Given problem 1: Translate this sentence from the Davis Café listing into Spanish: "Lunch is served until three, but don’t go too late, as a lot of these dishes take a long time to cook, and they do start to run out of things as the rush comes through."
Given problem 2: List every dish named in the Davis Café listing's "What we ate (and loved)" line.
Given problem 3: In the Davis Café listing, write out the passage from "This information was" up to and including "before you go.".

Text extract:
--*--

Restaurant: Davis Café & Lounge

Address: 518 N Decatur St, Montgomery, AL

What we ate (and loved): Smothered pork chops, mustard and turnip greens, peas and beans, miniature sweet potato pie, muffin tin cornbread, red velvet cake

Insider Tip: You’d be forgiven for driving right by Davis Café: after all, the only identifying characteristic of the two-floor building on Decatur Street with boarded-up windows is a small, sun-weathered sign hanging at one end of the property. Once inside, though, you can be sure you’re in the right place when someone hands you a photocopied paper menu of daily soul food specials, including pork chops smothered in a golden gravy studded with large strips of yellow onion and sweet-and-sour braised hearty greens. If you’ve got just enough room for a taste of dessert, don’t worry: Davis Café offers two-bite miniature sweet potato pies to round out your meal. Lunch is served until three, but don’t go too late, as a lot of these dishes take a long time to cook, and they do start to run out of things as the rush comes through.

This information was accurate at time of publication. If you plan to visit this location yourself, be sure to verify the contact information before you go.

--*--

Data block:
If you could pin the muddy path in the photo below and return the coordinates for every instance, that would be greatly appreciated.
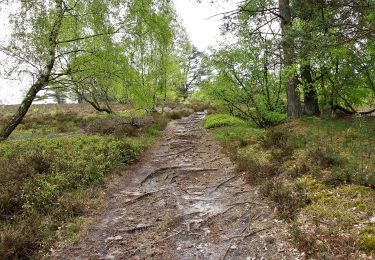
(184, 200)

--*--

Task answer 1: El almuerzo se sirve hasta las tres, pero no vayas demasiado tarde, ya que muchos de estos platos tardan mucho en cocinarse, y es cierto que se les empiezan a acabar cosas a medida que llega la hora de mayor afluencia.

Task answer 2:
- Smothered pork chops
- Mustard and turnip greens
- Peas and beans
- Miniature sweet potato pie
- Muffin tin cornbread
- Red velvet cake

Task answer 3:
This information was accurate at time of publication. If you plan to visit this location yourself, be sure to verify the contact information before you go.